▸ Document section:

Learn the risks of prussic acid poisoning

-A A +A
By David Harrison

Producers should be aware of the risk of cyanide or prussic poisoning in cattle, goats, and other ruminants.

Sudangrass, johnsongrass, sorghums and sorghum-sudangrass hybrids contain cyanogenic glycosides. When the plant undergoes a stressful event such as cutting, wilting, freezing and drought, the plant cells rupture which allows the cyanogenic compounds to produce poisonous cyanide.

Ruminants can also convert the cyanogenic compounds in the plant into cyanide.  The toxic gas goes to the bloodstream and blocks the release of oxygen from red blood cells. The animal dies from lack of oxygen.  

Clinical signs of cyanide poisoning can occur within minutes to hours after consuming the toxic forage. Usually the affected animals are found dead but, if observed early, may show rapid, difficult breathing, frothing at the mouth, muscle tremors, staggering and then collapse.

It is important to recognize and avoid dangerous situations. Ruminants should only graze susceptible plants that are at least 18-24 inches tall. Do not graze plants with young tillers. Do not graze plants during drought periods when growth is severely reduced or the plant is wilted or twisted and wait at least one week after rainfall to resume grazing.

▸ Stored data:

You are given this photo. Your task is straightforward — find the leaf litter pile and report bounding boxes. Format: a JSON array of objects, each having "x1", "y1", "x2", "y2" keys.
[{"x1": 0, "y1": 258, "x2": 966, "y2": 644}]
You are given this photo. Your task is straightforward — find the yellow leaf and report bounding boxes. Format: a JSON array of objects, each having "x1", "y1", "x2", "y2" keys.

▸ Problems and tasks:
[1] In the article on prussic acid poisoning, duplicate the passage from "Clinical signs of" up to and including "and then collapse.".
[2] Translate this sentence from the article on prussic acid poisoning into Spanish: "The animal dies from lack of oxygen."
[3] Take the article on prussic acid poisoning further, continuing from its final sentence.

▸ Task-by-task outputs:
[1]
Clinical signs of cyanide poisoning can occur within minutes to hours after consuming the toxic forage. Usually the affected animals are found dead but, if observed early, may show rapid, difficult breathing, frothing at the mouth, muscle tremors, staggering and then collapse.

[2] El animal muere por falta de oxígeno.

[3]
Do not graze at night when frost is likely. Frost allows conversion to hydrogen cyanide within the plant. Do not graze for two weeks after a non-killing (more than 28 degrees) frost. It is best not to allow grazing after a light frost as this is an extremely dangerous time. It may be several weeks before the cyanide potential subsides. Do not graze after a killing frost until plant material is completely dry and brown.  

If high cyanide is suspected, do not graze or feed as green chop. If cut for hay, allow at least 72 hours or longer before baling. Allow thorough drying because toxicity can be retained in cool or moist weather. Delay feeding as silage 6 to 8 weeks.